Exercise brief:
Give the lines again exactly, from the one holding "stove control knob" to the last line of the listing below, both ends included and nothing added.

Input material:
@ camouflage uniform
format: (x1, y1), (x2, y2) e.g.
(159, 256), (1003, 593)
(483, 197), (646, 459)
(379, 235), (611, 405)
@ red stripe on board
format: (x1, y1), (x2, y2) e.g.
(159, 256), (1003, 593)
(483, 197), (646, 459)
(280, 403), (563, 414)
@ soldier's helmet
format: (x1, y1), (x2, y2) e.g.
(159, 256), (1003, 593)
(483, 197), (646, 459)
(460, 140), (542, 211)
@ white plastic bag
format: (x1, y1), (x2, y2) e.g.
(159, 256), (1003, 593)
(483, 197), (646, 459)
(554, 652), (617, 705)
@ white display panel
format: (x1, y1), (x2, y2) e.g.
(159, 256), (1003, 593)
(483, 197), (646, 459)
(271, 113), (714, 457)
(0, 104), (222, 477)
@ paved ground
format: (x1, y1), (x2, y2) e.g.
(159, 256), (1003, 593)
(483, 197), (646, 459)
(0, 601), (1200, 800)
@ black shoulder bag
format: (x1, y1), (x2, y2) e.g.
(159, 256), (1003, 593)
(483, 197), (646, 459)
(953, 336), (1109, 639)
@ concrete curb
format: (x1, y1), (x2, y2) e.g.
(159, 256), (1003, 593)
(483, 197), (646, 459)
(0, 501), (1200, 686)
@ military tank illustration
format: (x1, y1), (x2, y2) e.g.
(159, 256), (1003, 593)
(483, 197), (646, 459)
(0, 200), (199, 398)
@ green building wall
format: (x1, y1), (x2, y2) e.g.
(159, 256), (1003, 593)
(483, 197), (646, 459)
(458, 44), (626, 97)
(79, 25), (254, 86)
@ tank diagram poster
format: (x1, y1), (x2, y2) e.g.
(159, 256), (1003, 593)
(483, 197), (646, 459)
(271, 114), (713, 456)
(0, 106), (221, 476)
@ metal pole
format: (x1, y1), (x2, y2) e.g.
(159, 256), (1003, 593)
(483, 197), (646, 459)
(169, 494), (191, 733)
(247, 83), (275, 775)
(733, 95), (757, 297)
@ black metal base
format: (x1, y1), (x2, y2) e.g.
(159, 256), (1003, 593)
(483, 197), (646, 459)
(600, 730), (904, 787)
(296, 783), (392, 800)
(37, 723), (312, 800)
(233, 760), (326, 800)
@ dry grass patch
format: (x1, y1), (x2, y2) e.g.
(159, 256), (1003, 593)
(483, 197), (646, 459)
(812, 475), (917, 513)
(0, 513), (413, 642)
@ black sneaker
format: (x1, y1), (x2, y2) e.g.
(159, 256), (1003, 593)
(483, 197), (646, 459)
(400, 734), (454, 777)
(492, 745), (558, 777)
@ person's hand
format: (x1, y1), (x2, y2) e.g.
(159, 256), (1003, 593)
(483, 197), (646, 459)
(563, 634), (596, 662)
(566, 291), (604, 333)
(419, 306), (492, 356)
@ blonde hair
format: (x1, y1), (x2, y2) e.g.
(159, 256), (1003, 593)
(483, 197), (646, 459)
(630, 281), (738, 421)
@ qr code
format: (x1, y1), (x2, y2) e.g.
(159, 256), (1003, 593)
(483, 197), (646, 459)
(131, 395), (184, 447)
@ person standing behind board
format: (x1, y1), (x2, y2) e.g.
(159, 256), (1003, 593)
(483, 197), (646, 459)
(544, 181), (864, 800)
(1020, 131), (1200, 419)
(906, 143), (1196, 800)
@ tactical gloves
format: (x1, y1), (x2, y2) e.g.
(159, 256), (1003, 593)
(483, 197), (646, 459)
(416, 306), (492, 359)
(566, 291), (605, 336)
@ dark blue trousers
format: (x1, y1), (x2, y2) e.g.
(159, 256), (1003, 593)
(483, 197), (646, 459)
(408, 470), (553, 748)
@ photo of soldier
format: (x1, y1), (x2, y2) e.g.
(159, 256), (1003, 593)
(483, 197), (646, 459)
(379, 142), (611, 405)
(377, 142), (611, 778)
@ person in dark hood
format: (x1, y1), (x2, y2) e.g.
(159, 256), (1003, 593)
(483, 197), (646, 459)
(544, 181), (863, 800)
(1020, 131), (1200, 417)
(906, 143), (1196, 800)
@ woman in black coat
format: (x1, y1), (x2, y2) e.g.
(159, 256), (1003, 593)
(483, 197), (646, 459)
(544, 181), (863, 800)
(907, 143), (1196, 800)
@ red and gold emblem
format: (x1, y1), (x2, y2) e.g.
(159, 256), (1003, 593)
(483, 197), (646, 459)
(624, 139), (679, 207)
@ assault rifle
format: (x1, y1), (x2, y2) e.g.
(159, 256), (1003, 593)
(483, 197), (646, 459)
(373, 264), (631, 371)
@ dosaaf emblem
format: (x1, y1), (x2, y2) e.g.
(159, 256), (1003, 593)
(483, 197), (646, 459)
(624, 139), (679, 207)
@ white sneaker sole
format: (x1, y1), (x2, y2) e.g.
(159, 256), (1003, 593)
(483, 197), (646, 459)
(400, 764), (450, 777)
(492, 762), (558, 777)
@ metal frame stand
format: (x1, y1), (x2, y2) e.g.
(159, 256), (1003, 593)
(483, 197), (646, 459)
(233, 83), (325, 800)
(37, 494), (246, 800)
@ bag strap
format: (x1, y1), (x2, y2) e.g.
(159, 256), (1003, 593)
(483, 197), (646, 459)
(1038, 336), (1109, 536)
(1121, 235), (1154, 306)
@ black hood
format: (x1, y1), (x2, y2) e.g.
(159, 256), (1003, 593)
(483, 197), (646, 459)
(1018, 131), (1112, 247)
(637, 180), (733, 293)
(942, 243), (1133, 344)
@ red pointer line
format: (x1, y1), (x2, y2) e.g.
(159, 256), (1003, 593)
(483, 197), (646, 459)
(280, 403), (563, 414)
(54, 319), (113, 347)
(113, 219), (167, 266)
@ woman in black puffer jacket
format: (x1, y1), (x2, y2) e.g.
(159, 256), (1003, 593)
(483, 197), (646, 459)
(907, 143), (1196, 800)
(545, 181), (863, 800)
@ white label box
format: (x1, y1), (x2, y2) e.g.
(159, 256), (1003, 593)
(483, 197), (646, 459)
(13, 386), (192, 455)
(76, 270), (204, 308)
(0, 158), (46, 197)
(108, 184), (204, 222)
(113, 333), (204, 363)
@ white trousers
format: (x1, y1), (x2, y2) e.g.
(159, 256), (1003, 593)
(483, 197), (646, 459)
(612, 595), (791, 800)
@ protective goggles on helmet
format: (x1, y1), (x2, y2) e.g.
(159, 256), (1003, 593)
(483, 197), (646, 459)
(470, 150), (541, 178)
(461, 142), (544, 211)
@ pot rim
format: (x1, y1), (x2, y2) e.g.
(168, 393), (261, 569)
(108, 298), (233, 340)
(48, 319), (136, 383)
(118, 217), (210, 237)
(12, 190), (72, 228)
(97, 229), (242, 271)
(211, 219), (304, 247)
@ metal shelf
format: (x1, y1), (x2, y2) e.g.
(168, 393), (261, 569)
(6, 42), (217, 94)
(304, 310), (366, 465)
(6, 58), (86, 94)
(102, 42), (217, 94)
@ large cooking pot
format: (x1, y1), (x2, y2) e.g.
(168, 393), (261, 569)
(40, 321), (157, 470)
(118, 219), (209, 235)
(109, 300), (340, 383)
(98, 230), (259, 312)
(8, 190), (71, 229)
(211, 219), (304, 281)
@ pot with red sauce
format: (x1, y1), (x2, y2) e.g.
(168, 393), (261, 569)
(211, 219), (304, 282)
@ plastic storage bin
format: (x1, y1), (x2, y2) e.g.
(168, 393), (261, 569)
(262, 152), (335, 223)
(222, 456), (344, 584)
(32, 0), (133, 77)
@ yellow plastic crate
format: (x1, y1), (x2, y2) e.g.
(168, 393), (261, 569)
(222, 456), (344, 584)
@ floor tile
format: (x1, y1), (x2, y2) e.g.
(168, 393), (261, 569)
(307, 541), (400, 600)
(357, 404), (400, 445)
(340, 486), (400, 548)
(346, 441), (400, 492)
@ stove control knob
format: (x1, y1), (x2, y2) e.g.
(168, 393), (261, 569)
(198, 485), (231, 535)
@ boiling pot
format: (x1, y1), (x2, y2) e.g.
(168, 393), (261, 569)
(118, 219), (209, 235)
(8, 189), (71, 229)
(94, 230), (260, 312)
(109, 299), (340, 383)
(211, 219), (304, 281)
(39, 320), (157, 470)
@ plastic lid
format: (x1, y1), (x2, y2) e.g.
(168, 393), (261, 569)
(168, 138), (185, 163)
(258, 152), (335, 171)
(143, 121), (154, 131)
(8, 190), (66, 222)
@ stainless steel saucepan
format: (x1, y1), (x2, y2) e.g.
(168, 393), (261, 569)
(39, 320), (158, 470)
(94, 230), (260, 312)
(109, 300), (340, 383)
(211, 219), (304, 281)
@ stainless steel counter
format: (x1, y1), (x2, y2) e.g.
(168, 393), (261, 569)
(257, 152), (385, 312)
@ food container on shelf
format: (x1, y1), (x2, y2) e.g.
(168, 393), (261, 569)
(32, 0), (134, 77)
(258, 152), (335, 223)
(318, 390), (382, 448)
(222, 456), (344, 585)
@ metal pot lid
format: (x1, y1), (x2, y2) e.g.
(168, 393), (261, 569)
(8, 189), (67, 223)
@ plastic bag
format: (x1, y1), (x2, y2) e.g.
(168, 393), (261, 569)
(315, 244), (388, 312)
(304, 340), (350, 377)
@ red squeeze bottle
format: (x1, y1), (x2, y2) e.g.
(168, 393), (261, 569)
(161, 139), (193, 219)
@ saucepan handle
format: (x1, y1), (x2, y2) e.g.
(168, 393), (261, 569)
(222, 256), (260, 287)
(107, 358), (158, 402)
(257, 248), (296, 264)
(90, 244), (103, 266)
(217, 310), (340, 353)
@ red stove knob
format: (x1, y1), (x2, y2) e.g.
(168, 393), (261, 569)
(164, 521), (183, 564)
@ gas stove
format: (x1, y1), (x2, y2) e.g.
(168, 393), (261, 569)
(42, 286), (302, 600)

Written response:
@ stove control knob
format: (x1, y1), (x2, y2) e.g.
(168, 393), (261, 569)
(198, 485), (231, 535)
@ boiling pot
format: (x1, y1), (x2, y2) e.g.
(168, 393), (261, 569)
(118, 219), (209, 235)
(8, 189), (71, 229)
(94, 230), (260, 312)
(109, 299), (340, 383)
(211, 219), (304, 281)
(39, 320), (157, 470)
@ plastic lid
format: (x1, y1), (x2, y2) e.g.
(168, 393), (261, 569)
(168, 138), (185, 163)
(258, 152), (335, 171)
(143, 121), (154, 131)
(8, 190), (66, 222)
@ stainless steel saucepan
format: (x1, y1), (x2, y2) e.g.
(168, 393), (261, 569)
(39, 320), (158, 470)
(94, 230), (260, 312)
(109, 300), (340, 383)
(211, 219), (304, 281)
@ stainless steel counter
format: (x1, y1), (x2, y2) e.g.
(168, 393), (261, 569)
(257, 152), (385, 312)
@ food container on shelf
format: (x1, y1), (x2, y2) e.g.
(168, 393), (261, 569)
(32, 0), (134, 77)
(258, 152), (335, 223)
(318, 390), (382, 448)
(222, 456), (344, 585)
@ metal pot lid
format: (x1, y1), (x2, y2) e.g.
(168, 393), (261, 569)
(8, 189), (67, 223)
@ plastic bag
format: (x1, y1), (x2, y2) e.g.
(168, 393), (261, 569)
(315, 244), (388, 312)
(304, 340), (350, 377)
@ red squeeze bottle
format: (x1, y1), (x2, y2) e.g.
(168, 393), (261, 569)
(161, 139), (193, 219)
@ saucepan handle
format: (x1, y1), (x2, y2) e.g.
(168, 393), (261, 569)
(222, 256), (260, 287)
(107, 358), (158, 402)
(257, 248), (296, 264)
(90, 244), (103, 266)
(217, 310), (340, 353)
@ red stove knob
format: (x1, y1), (x2, y2) e.g.
(168, 393), (261, 569)
(164, 521), (183, 564)
@ gas stove
format: (x1, y1), (x2, y2) e.g.
(168, 393), (261, 569)
(42, 286), (302, 600)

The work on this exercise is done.